Reading text
<<<<

Publications

    Income Research Paper Series

    User's guide for cross-sectional public-use microdata file, SLID, 2008

    User's guide for cross-sectional public-use microdata file
    Survey of Labour and Income Dynamics (SLID)

    Reference year 2008

    Introduction
    File structures
    Using the record layouts, data dictionary and frequencies
    Guidelines for applying weights
    Guidelines for release (data quality and rounding)
    Confidentiality of the Public-Use Microdata
    SLID Content, Notes and Definitions, Methodology
    Related Products and Services
    Questions and Comments
    Appendix 1

    Introduction

    The cross-sectional public-use microdata file for the Survey of Labour and Income Dynamics (SLID) is a collection of income, labour and family variables on persons in Canada and their families. SLID is an annual household survey covering the population of the 10 Canadian provinces with the exception of Indian reserves, residents of institutions and military barracks.

    The Survey of Labour and Income Dynamics began collecting data for reference year 1993. Initially, SLID was designed to be, first and foremost, a longitudinal survey, with primary focus on labour and income and the relationships between them and family composition. Then, the decision was made to extend the objectives of SLID to be the primary source of cross-sectional household income data.

    For many years, the Survey of Consumer Finances had provided public-use microdata files (PUMFs) to meet the needs of cross-sectional household income data users. Survey of Consumer Finances (SCF) PUMFs were released up to and including reference year 1997. For the purpose of standard publications, Statistics Canada has made the transition from SCF to SLID between 1995 and 1996. Therefore, SLID cross-sectional PUMFs are being made available beginning with reference year 1996. The SLID files have been designed to be analogous to those produced for the SCF. The type of income data collected by SLID was identical to that of the former household income survey SCF, with the distinction that SLID respondents had the choice of a traditional income interview or granting permission to Statistics Canada to use their T1 income tax data.

>>>>

Exercise requirements
1. Translate this sentence from the SLID user's guide into Spanish: "The SLID files have been designed to be analogous to those produced for the SCF."
2. Retype the passage of the SLID user's guide between "The cross-sectional public-use" and "household income data.", inclusive.

Extracted data
<<<<

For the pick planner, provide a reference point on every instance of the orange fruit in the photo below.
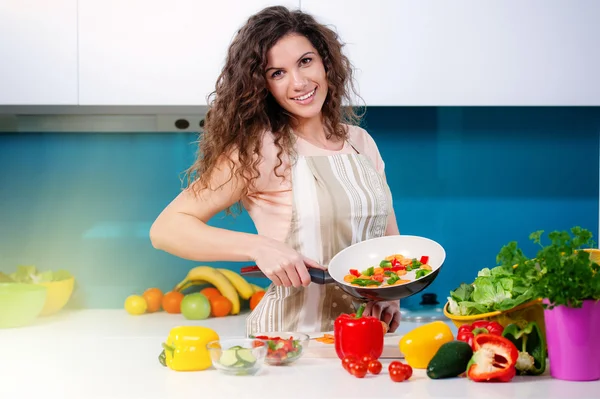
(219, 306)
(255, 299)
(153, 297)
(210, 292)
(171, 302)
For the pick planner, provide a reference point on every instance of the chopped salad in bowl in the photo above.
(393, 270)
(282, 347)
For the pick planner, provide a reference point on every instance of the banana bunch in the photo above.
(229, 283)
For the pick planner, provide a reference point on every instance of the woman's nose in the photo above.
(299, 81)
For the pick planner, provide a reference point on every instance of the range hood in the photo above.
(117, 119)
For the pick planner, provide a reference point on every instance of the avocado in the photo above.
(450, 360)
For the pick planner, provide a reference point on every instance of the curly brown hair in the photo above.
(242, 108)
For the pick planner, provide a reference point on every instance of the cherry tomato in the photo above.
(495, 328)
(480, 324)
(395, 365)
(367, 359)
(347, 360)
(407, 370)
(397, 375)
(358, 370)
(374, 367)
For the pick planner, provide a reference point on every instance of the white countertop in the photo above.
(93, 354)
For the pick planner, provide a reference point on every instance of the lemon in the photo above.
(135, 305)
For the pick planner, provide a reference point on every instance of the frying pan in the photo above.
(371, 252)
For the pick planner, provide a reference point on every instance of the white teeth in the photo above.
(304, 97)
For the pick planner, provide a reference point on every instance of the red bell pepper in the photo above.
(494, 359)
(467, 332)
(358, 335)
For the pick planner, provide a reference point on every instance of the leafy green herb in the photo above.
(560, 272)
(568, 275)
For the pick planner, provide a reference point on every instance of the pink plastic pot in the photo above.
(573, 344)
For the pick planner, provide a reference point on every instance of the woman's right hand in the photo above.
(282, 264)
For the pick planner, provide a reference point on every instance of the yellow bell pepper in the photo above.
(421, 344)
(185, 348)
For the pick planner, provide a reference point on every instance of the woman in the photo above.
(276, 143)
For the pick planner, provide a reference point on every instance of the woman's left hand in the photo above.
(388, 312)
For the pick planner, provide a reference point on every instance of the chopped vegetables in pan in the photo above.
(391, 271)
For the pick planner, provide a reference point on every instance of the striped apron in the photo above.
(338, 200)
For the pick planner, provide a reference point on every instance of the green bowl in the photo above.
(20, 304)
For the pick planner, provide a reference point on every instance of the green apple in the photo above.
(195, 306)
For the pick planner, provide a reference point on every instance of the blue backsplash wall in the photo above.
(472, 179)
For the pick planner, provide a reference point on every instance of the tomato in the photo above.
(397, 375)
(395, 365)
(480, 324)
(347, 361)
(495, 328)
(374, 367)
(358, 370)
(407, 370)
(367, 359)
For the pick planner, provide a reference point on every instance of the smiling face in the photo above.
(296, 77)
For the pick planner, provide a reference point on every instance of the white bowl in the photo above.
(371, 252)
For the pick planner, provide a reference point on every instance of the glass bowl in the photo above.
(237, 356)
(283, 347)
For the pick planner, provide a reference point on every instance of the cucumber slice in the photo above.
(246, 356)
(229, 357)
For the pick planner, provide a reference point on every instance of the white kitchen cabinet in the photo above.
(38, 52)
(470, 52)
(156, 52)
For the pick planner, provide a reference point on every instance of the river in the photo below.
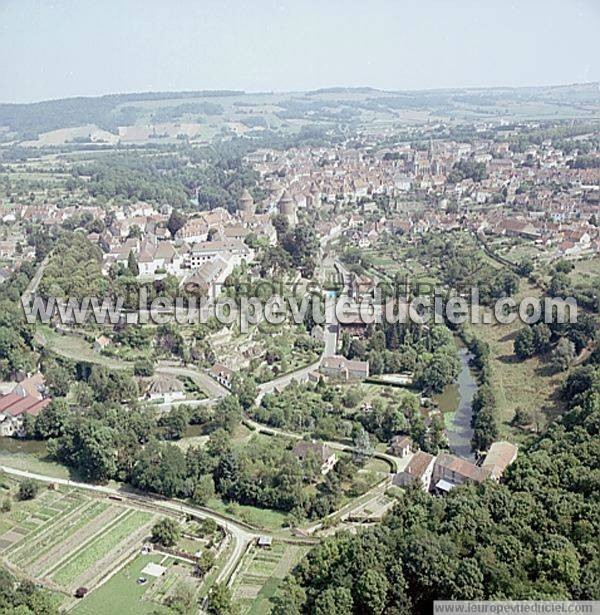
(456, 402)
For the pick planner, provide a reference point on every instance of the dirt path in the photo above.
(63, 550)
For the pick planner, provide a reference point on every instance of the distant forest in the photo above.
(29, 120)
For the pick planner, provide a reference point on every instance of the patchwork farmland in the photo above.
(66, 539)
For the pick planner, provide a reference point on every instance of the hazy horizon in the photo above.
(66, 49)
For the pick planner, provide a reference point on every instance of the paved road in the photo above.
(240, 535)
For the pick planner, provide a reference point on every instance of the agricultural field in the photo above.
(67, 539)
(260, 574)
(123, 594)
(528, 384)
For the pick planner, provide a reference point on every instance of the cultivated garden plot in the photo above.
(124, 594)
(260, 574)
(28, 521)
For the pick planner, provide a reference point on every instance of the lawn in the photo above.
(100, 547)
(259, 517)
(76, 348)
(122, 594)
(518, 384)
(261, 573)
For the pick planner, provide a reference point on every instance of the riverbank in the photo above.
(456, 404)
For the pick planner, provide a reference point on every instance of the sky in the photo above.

>>>>

Solutions to the tasks
1. Los archivos de la SLID se han diseñado para ser análogos a los producidos para la SCF.

2.
The cross-sectional public-use microdata file for the Survey of Labour and Income Dynamics (SLID) is a collection of income, labour and family variables on persons in Canada and their families. SLID is an annual household survey covering the population of the 10 Canadian provinces with the exception of Indian reserves, residents of institutions and military barracks.

    The Survey of Labour and Income Dynamics began collecting data for reference year 1993. Initially, SLID was designed to be, first and foremost, a longitudinal survey, with primary focus on labour and income and the relationships between them and family composition. Then, the decision was made to extend the objectives of SLID to be the primary source of cross-sectional household income data.